### Task
Substitute "positions" for every "coordinates" in the material below and write it out again with nothing else changed.

### Exercise input
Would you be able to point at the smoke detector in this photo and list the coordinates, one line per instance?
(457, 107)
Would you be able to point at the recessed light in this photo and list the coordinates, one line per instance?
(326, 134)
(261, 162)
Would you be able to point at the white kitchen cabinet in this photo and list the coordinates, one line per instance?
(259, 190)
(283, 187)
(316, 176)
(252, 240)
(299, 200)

### In response
Would you be able to point at the smoke detector in this photo and list the positions, one line per instance?
(457, 107)
Would you be able to point at the recessed light in this photo and list the positions, one line per instance?
(326, 134)
(261, 162)
Would you be able to point at the white kitchen cabinet in this photo and list the positions, one line per instance?
(259, 190)
(283, 187)
(316, 176)
(252, 240)
(299, 200)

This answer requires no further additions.